### DIRECTION A
Convert the records into a Markdown table with the columns "Row" and "Line". Include only the part that opens with the line containing "One point belongs to each instance of the horse back, shown" and closes with the end of the records, and leave out blank lines.

### SOURCE PASSAGE

◇ ◇ ◇ ◇

Can the Environment be a Peacemaking and State-building Tool?
Avner Vengosh and Erika Weinthal View Solving the Water Crisis in Gaza as a Potential Step Toward Collaboration p.2
Half a world away, Erika Weinthal was keeping a watchful eye on the Palestinian election returns from her home and book-strewn office in Durham, N.C.
An associate professor of environmental sciences and policy at the Nicholas School, Weinthal is a political scientist who specializes in the role environmental issues play in peacemaking and state building, especially in new and emerging governments in Central Asia.
Much of Weinthal’s research has focused on conflict and cooperation over transboundary water issues in the Central Asian republics of the former Soviet Union. But working with Vengosh, her husband since 2000, she has co-authored numerous papers on water issues and their policy implications across the Middle East and eastern Mediterranean, including in Israel and the Palestinian Authority.

◇ ◇ ◇ ◇

### RECORDS FOR PROCESSING
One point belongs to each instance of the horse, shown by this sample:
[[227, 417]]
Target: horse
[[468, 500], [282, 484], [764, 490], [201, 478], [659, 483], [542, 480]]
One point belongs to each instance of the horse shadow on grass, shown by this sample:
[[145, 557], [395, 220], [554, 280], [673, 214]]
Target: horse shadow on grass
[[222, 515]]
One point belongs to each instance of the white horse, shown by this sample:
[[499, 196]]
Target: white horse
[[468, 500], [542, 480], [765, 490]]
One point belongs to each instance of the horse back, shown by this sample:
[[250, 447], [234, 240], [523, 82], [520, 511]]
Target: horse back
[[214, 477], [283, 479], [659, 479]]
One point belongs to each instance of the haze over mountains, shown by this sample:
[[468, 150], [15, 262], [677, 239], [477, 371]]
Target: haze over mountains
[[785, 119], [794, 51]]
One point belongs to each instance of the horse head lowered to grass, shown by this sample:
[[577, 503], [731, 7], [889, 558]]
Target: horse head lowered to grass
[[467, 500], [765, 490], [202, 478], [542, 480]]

◇ ◇ ◇ ◇

### DIRECTION B
Rewrite the part of the peacemaking article that opens with the words containing "Avner Vengosh and" and closes with "in Durham, N.C.", replacing "Gaza" with "the Gaza Strip".

### EXERCISE ANSWER A
| Row | Line |
|---|---|
| 1 | One point belongs to each instance of the horse back, shown by this sample: |
| 2 | [[250, 447], [234, 240], [523, 82], [520, 511]] |
| 3 | Target: horse back |
| 4 | [[214, 477], [283, 479], [659, 479]] |
| 5 | One point belongs to each instance of the haze over mountains, shown by this sample: |
| 6 | [[468, 150], [15, 262], [677, 239], [477, 371]] |
| 7 | Target: haze over mountains |
| 8 | [[785, 119], [794, 51]] |
| 9 | One point belongs to each instance of the horse head lowered to grass, shown by this sample: |
| 10 | [[577, 503], [731, 7], [889, 558]] |
| 11 | Target: horse head lowered to grass |
| 12 | [[467, 500], [765, 490], [202, 478], [542, 480]] |

### EXERCISE ANSWER B
Avner Vengosh and Erika Weinthal View Solving the Water Crisis in the Gaza Strip as a Potential Step Toward Collaboration p.2
Half a world away, Erika Weinthal was keeping a watchful eye on the Palestinian election returns from her home and book-strewn office in Durham, N.C.